» Passage shown
>> Begin

I don't find that terribly encouraging. So now I'm back to being pessimistic about current cryopreservation techniques (though I'm still signing up for cryonics because the cost is low enough even given my current estimate of my chances). But I'd very much be curious to know if anyone knows what, say, Nick Bostrom or Anders Sandberg think about the issue. Anyone?
Edit: I'm aware of estimates given by LessWrong folks in the census of the chances of revival, but I don't know how much of that is people taking things like existential risk into account. There are lots of different ways you could arrive at a ~10% chance of revival overall:
- (50% chance of no existential catastrophe) * (30% chance current cryopreservation techniques are adequate) * (70% chance my fellow humans will come through for me beyond avoiding existential catastrophe) = 10.5%
is one way. But:
- (15% chance no existential catastrophe) * (99% chance current cryopreservation techniques are adequate) * (70% chance my fellow humans will come through for me beyond avoiding existential catastrophe) = ~10.4%
is a very similar conclusion from very different premises. Gwern has more on this sort of reasoning in Plastination versus cryonics, but I don't know who most of the people he links to are so I'm not sure whether to trust them. He does link to a breakdown of probabilities by Robin, but I don't fully understand the way Robin is breaking the issue down.

>> End

» Challenge a
Can you echo the records from the line that contains "Can you please pinpoint where the window sill" through the last line of the records?
The passage above and the records that follow are unrelated materials.

[Detection examples]
>> Begin

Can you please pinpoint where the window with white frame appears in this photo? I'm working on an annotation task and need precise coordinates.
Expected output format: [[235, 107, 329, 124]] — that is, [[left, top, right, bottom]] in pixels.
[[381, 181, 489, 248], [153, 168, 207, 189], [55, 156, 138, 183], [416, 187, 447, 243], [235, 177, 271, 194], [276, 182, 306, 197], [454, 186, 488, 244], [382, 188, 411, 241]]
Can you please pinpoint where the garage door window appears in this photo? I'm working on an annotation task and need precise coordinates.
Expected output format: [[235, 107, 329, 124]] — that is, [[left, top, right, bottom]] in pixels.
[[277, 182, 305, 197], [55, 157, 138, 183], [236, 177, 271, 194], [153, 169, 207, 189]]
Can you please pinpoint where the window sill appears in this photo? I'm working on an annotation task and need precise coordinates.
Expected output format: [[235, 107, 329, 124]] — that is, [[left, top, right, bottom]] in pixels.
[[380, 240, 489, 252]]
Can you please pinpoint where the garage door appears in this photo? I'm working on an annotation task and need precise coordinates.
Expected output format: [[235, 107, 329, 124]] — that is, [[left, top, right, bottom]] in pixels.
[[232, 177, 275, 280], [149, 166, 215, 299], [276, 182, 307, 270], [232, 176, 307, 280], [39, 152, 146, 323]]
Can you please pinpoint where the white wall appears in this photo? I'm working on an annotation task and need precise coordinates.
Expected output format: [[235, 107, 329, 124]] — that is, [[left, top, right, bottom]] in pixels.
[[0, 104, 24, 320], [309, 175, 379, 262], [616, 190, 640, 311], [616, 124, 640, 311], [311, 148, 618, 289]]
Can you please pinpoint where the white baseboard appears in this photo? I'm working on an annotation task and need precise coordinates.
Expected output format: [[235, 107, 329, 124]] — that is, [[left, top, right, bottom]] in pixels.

>> End

» Challenge b
Answer these about the cryonics passage:
(i) What chance does the first calculation give that current cryopreservation techniques are adequate?
(ii) What overall result does the second calculation reach?
(iii) What is the title of the piece in which Gwern discusses this sort of reasoning?

» Right answer a
Can you please pinpoint where the window sill appears in this photo? I'm working on an annotation task and need precise coordinates.
Expected output format: [[235, 107, 329, 124]] — that is, [[left, top, right, bottom]] in pixels.
[[380, 240, 489, 252]]
Can you please pinpoint where the garage door appears in this photo? I'm working on an annotation task and need precise coordinates.
Expected output format: [[235, 107, 329, 124]] — that is, [[left, top, right, bottom]] in pixels.
[[232, 177, 275, 280], [149, 166, 215, 299], [276, 182, 307, 270], [232, 176, 307, 280], [39, 152, 146, 323]]
Can you please pinpoint where the white wall appears in this photo? I'm working on an annotation task and need precise coordinates.
Expected output format: [[235, 107, 329, 124]] — that is, [[left, top, right, bottom]] in pixels.
[[0, 104, 24, 320], [309, 175, 379, 262], [616, 190, 640, 311], [616, 124, 640, 311], [311, 148, 618, 289]]
Can you please pinpoint where the white baseboard appears in this photo? I'm working on an annotation task and need precise coordinates.
Expected output format: [[235, 107, 329, 124]] — that is, [[left, top, right, bottom]] in pixels.

» Right answer b
(i) 30%
(ii) ~10.4%
(iii) Plastination versus cryonics